Provided passage:
■ ■ ■ ■ ■ ■ ■
For Kyle Oliverio, sports were important growing up because it was about family. It was his way to bond with his brothers whether they were competing on a Fisher Price hoop as youngsters or competing on the football field as teenagers. Everything Kyle learned about sports and his passion all came from his dad, which ultimately had a huge impact on who Kyle became.
Kyle participated in basketball and football until middle school which is when his first knee injury occurred, and was diagnosed merely as a contusion. Although he noticed his left knee was not as strong as his right one, he ignored the problem and kept playing sports.
The pain and swelling continued to get worse until Kyle went to see a physician while in high school. “That is when I first got the diagnosis that [I had] osteochondritis dissecans (OCD) [where] a small portion of your femur has poor blood flow… where the pain is coming from,” explained Kyle. He opted for a procedure that provided an immediate fix, allowing him to return to football within months.
In the end, his surgery was unsuccessful, which led Kyle to Dr. Dennis Crawford, who diagnosed him with OCD in both knees. Dr. Crawford explained that another solution would be a graft of donor tissue, which was something Kyle knew very little about. Dr. Crawford went on to explain he would put in a request to the tissue bank and look for a match, at which point the surgery would be scheduled. He also told Kyle the donor tissue would be grafted into his knee and would eventually incorporate over six months. Soon after, Kyle had surgery using the allograft to replace the OCD lesion in his knee.
■ ■ ■ ■ ■ ■ ■
Entries supplied:
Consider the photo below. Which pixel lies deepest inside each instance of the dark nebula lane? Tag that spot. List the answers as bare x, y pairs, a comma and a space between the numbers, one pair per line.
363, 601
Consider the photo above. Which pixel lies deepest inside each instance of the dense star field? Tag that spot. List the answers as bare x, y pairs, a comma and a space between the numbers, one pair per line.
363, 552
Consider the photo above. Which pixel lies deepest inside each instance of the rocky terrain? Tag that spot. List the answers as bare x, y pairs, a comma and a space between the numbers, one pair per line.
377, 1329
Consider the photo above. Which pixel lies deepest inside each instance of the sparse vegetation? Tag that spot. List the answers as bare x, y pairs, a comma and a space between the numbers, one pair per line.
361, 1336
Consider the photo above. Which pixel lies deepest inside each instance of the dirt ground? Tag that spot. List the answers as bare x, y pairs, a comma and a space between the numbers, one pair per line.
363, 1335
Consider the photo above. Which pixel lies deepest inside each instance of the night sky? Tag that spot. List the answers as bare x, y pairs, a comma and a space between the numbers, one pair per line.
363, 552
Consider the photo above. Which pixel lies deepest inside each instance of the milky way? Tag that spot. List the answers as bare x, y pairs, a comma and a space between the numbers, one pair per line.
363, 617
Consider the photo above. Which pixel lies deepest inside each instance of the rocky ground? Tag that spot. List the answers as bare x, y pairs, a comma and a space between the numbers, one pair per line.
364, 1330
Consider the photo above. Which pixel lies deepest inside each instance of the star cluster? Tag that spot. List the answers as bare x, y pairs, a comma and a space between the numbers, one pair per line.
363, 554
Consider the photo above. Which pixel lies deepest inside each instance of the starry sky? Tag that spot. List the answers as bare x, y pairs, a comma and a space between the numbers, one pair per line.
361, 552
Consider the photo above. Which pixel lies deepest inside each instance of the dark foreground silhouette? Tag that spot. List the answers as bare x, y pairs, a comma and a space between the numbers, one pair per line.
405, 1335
■ ■ ■ ■ ■ ■ ■
What the task asks: Extend the account of Kyle Oliverio's knee injuries, picking up right after its final sentence. The records have nothing to do with the account of Kyle Oliverio and should be treated as separate material.

Final answer:
“What I realized was that as much of a physical recovery it was, it was a mental transformation for me realizing how much a blessing your health is and how often you take it for granted,” said Kyle when he reflected on how the simplest things, such as taking a shower, can become a challenge. It was these day-to-day activities that made him appreciate being healthy. “You don’t have a lot of control over what happens to you but you do have a lot of control over your attitude and how you approach the situation or adversity… I’m going to approach it with positivity and perseverance.”
Later, while playing basketball in his freshman year at Oregon University, he felt a pop in his other knee, which led to another surgery to replace the OCD lesion in his other knee. Once again, an osteochondral allograft from a donor was used to treat the lesion. Dr. Crawford suggested Kyle consider a lifestyle change, so he started focusing more on hiking, mountain biking and yoga, but it was still hard on Kyle to fully give up what defined who he was – sports.
When thinking about what the donor tissue meant to Kyle and how it changed his life, he finished with this thought: “It changed my attitude on life, appreciating every day, living in the moment, accepting the way things are and not trying to change that. It really changed my life.” Because of the donor grafts in both knees, Kyle is able to enjoy an active life again doing the things he enjoys most while attending Oregon University as a normal college student.